◆ **Data excerpts**:
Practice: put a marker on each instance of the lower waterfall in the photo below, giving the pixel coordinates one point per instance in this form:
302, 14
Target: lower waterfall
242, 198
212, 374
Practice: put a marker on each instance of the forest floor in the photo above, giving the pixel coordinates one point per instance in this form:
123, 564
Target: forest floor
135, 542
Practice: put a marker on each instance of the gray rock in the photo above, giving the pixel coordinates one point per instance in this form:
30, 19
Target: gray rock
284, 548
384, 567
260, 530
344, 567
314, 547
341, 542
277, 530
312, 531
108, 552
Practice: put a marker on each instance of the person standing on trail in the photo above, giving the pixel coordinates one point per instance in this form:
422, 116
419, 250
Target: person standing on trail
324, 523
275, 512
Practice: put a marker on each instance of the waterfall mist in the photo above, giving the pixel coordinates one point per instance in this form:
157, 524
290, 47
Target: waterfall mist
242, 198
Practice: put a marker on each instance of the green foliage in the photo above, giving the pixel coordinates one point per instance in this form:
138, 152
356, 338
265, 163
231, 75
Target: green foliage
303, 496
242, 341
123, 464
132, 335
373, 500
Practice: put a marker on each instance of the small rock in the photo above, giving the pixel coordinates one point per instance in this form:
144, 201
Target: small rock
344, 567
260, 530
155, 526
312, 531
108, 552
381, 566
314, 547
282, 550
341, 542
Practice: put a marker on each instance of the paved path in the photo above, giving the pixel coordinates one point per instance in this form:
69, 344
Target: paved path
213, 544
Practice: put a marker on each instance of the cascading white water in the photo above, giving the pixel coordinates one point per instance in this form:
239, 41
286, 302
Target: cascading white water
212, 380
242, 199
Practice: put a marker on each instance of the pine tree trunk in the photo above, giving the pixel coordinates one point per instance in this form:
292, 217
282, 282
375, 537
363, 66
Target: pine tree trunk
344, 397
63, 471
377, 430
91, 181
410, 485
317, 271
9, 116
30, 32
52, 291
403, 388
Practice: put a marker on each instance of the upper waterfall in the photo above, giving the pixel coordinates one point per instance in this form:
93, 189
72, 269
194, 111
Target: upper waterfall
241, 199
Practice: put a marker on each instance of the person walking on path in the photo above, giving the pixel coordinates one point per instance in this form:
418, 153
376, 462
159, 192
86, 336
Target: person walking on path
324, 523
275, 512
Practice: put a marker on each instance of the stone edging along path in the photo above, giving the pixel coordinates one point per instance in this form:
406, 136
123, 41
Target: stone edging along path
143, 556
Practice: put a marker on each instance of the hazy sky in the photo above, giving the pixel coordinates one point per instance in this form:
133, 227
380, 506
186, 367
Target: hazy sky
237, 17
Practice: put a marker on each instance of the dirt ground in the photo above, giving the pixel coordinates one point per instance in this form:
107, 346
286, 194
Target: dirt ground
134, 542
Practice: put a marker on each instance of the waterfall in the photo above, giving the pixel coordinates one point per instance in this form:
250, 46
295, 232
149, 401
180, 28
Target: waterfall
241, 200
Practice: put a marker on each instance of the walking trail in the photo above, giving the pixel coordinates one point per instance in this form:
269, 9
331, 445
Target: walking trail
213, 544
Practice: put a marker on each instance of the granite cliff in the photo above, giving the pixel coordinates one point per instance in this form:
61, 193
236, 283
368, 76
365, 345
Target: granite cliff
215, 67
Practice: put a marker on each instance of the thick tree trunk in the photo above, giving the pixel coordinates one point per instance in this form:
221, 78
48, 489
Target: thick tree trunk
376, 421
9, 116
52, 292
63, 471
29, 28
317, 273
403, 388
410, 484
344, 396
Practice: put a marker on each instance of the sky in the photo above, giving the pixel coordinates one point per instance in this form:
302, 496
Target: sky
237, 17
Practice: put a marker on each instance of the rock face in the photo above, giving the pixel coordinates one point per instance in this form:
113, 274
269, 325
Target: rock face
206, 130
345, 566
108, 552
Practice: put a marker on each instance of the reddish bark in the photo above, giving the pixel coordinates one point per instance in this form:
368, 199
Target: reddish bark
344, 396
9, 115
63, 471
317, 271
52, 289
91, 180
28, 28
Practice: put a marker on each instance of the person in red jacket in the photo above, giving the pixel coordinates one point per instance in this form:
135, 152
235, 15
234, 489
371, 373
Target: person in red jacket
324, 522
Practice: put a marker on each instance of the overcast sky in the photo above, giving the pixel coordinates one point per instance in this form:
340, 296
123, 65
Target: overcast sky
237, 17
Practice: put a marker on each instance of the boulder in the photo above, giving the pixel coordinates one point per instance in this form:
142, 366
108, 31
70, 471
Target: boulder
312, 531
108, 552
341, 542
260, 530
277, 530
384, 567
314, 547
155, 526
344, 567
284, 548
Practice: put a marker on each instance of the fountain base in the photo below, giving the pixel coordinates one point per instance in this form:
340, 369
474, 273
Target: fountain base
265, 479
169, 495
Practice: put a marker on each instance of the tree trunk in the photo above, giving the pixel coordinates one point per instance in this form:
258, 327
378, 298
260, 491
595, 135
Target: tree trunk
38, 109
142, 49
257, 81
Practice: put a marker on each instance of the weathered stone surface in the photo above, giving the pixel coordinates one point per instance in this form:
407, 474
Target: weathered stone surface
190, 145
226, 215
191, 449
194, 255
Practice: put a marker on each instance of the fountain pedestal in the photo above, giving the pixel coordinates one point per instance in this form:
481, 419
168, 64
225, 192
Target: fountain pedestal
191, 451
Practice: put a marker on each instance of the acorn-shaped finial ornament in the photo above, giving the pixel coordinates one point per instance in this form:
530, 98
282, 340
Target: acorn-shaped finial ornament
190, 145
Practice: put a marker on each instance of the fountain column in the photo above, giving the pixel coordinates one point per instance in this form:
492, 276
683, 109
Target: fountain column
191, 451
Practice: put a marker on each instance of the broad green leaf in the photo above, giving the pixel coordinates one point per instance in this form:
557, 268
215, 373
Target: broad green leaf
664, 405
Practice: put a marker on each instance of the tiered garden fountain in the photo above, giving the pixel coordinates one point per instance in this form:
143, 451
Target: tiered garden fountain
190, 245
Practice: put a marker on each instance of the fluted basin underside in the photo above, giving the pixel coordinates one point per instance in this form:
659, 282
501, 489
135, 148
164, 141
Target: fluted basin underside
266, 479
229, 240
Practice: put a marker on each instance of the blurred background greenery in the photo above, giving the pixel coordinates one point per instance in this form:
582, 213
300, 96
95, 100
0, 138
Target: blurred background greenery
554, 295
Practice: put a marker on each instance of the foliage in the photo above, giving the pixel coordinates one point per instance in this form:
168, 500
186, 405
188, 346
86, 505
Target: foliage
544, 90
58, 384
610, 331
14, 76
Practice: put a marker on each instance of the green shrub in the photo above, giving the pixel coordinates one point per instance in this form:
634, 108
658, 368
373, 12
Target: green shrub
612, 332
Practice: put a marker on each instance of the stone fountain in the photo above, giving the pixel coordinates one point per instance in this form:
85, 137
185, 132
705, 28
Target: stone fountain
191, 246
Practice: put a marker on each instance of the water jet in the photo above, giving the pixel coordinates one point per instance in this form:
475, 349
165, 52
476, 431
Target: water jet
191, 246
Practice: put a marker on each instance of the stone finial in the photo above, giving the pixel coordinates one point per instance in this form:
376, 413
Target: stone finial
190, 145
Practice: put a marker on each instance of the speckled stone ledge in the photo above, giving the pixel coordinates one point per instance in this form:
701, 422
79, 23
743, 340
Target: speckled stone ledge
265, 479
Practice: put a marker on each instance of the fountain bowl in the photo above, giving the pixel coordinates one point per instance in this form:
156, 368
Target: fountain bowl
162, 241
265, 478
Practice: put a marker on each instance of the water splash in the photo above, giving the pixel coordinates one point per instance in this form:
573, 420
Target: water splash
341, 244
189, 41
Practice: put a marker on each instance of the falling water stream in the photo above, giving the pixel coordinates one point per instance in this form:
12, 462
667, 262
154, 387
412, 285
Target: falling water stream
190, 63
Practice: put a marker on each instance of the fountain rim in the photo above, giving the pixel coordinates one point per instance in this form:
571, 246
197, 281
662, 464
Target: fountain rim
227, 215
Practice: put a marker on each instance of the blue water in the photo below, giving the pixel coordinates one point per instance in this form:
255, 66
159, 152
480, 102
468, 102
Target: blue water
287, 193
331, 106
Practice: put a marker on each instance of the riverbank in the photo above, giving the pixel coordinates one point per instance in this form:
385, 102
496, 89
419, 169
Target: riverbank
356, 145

◆ **What you should do**:
Show each line of the material holding "below".

◆ **Exercise solution**:
Practice: put a marker on each instance of the lower waterfall in the photo below, giving the pixel coordinates one point per instance in this form:
Practice: put a marker on each instance of the fountain base in the photo below, giving the pixel coordinates one point per instance in this form:
Practice: put a marker on each instance of the blue water in the photo below, giving the pixel coordinates one point per instance in this form:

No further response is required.